Copy out the listing below word for word, from the line containing "Task: Where can the corrugated" down to the line containing "x=415, y=408", including both of those lines.

==========

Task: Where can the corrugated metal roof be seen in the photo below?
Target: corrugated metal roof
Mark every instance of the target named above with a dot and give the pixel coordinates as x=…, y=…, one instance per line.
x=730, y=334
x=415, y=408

==========

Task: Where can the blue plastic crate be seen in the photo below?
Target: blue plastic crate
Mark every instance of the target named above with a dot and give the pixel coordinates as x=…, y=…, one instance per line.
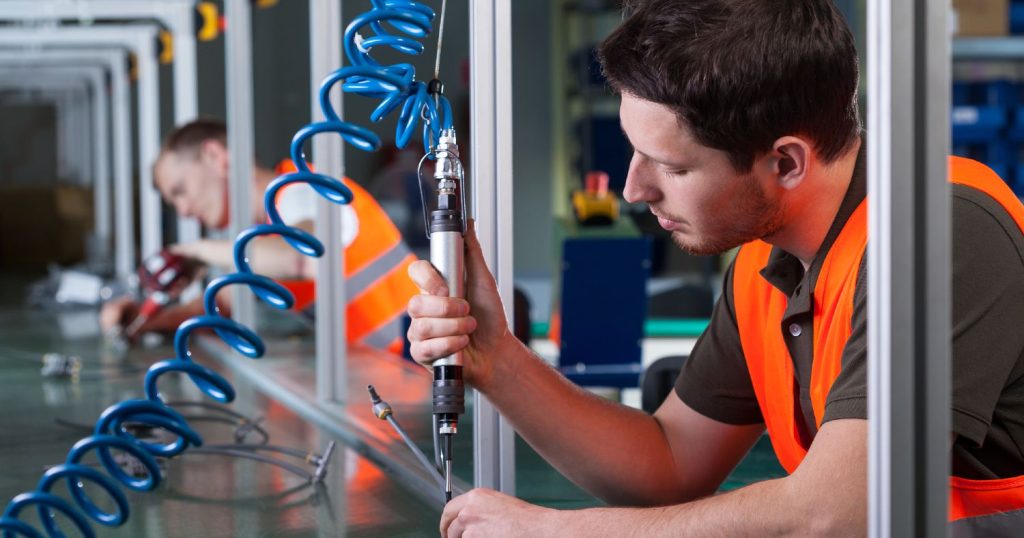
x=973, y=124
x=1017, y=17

==========

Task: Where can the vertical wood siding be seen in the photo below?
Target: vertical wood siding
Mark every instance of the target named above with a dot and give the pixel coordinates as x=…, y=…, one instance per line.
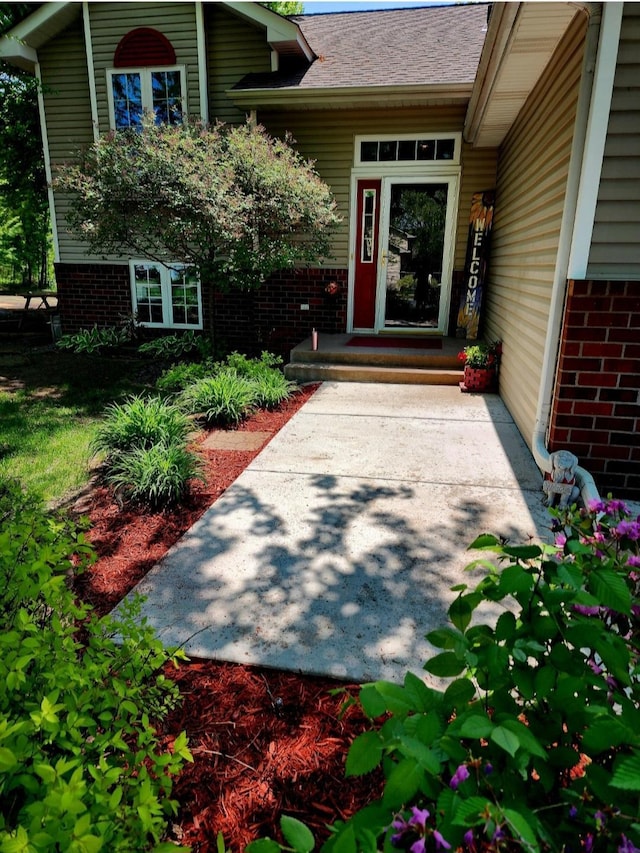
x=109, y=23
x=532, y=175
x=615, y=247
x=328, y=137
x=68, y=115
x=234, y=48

==========

» **The response**:
Task: Where can the corrugated metal roof be seen in the photo below?
Target: corrugated metal roof
Mark every instance of the target named above with a dot and give the pixel coordinates as x=…, y=…, one instance per line.
x=730, y=334
x=415, y=408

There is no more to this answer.